(Exercise brief) Copy the data verbatim from the line containing "outline --target=overcast sky" to the line containing "Mark the region of every instance of the overcast", including both of those lines.

(Data lines)
────────────────
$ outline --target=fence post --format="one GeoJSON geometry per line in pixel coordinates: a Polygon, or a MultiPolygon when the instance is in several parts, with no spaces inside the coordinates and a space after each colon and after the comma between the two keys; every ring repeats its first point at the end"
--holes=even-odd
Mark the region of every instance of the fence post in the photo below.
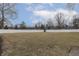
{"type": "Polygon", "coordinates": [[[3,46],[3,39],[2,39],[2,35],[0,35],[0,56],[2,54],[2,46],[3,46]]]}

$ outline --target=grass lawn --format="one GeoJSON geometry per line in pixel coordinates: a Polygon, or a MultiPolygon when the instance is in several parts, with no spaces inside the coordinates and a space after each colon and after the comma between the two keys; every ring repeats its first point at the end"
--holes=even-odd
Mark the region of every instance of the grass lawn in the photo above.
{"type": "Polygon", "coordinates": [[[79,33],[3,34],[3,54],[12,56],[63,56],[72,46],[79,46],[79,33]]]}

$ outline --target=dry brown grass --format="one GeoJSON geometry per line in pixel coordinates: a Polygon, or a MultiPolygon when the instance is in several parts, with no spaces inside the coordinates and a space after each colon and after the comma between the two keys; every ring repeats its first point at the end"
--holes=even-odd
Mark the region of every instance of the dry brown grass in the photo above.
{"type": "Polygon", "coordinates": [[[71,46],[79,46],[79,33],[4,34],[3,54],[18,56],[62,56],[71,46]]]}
────────────────
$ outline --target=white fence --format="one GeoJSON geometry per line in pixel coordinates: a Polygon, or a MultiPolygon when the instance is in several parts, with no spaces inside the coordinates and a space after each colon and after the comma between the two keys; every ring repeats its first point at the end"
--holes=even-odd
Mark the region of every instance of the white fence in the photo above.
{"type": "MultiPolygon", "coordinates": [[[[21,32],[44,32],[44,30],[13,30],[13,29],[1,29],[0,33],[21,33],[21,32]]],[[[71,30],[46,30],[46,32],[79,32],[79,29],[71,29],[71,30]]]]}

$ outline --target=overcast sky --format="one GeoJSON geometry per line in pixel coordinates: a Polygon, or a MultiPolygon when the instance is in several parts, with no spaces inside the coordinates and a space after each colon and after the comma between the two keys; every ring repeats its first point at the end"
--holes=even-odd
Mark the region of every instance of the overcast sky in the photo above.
────────────────
(Output of the task)
$ outline --target=overcast sky --format="one GeoJSON geometry per line in pixel coordinates: a Polygon, or a MultiPolygon when the instance is in several parts, with no spaces inside the coordinates and a space after each colon and after the comma between the two keys; every ring repeats its first point at the end"
--holes=even-odd
Mark the region of every instance of the overcast sky in the photo above.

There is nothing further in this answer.